_Problem 1_
Render every line of the records below as a Markdown table with the columns Row and Line, numbering the rows and leaving out blank lines.

_Document extract_
-- START --

Mine is made out of plain old pine, painted white all over, single pane, no insulation, and I melt about 100 lbs a year in it, not including the honey. And this the cool SFBA.


----------



## Ronnie Elliott (Mar 24, 2004)

The old comb is in the melter through all of June. Just some yellow stuff ran into the pan. Do you think the foam insulation needs to come out?


----------



## Dick Allen (Sep 4, 2004)

> ...double pane insulated window to cover the melter..


Could that be the problem?? The insulated window?? My melter works great up here in Anchorage when it's in the 60º's, sunny and calm. Mine is made with half inch plywood, painted flat black outside and insulated with 1-inch thick styrofoam. My 2 pieces of 'glass' are actually clear plastic spaced a half inch or so apart. They work, but I don't recommend anyone else using plastic as they have, over time, sagged a little. Still very serviceable, though. Next time, if there happens to be one, I'll use glass and probably just one pane at that.


----------



## TX Ashurst (May 31, 2005)

"Just some yellow stuff ran into the pan."

Yellow stuff sounds like melted wax to me. I slammed together a box from 1/2" ply that was laying around. No paint. No insulation. Used a single sheet of lexan on a simple frame of cedar for the top. The top could be tighter, but it works like gangbusters. The only thing I'd change is to make it shallower - the bottom pan is too low/cool and the wax piles up in stalagmites. When the wax is all down in my catch pan, I just put it up on top of the melter pan for an hour or so and it melts down into a layer floating on the water.

-- END --

_Exercise material_
-- START --

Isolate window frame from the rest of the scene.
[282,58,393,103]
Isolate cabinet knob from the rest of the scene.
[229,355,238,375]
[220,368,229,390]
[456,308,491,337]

-- END --

_Problem 2_
Continue the forum thread on solar wax melters from its final sentence.

_Written answer 1_
| Row | Line |
|---|---|
| 1 | Isolate window frame from the rest of the scene. |
| 2 | [282,58,393,103] |
| 3 | Isolate cabinet knob from the rest of the scene. |
| 4 | [229,355,238,375] |
| 5 | [220,368,229,390] |
| 6 | [456,308,491,337] |

_Written answer 2_
Here are a couple of photos of the Wax Melter and of my new hives. The bit of yellow stuff you can see at the edge of the melter pan is wax that didn't drip down into the catch pan below.
Bee Photos


----------



## COUNT ZERO (Apr 8, 2005)

Nice pics! I have a question, though. Can the bees see you inh the camo. If you get stung less I'll have to try it.

Brian


----------



## Robert Hawkins (May 27, 2005)

Hey Rooter Man, Just a thought but if you're using old brood comb there may not be much wax lsft in em. Try something that you know has wax in it like a new comb. Or a bar of wax or something. If it doesn't work, try a different kind of glass.

Good Luck, 

Hawk


----------



## ScadsOBees (Oct 2, 2003)

I'd try pulling the insulation and paint the inside black, or at least paint the inside black. Most of the heat should be generated by the light entering in through the pane, and white will reflect it back out instead of absorbing it and converting it to heat like black will.


----------



## COUNT ZERO (Apr 8, 2005)

I'll bet you're using low-e glass. That stuff filters out most of the uv radiation therefore, no heat. Try changing your glass to the cheap stuff and it will crank.

Brian


----------



## carbide (Nov 21, 2004)

I painted all the inside surfaces of mine flat black and it works great. If the inside is painted white it won't absorb much sunlight. If the outside is painted black it will absorb the sunlight and heat up, but the heat can't get to the inside because of the insulation in the walls.


----------



## Michael Bush (Aug 2, 2002)

I layed a comb on top of a hive the other day and forgot it and it melted just fine without a double pane of glass, or even a single pane of glass.


----------



## Ronnie Elliott (Mar 24, 2004)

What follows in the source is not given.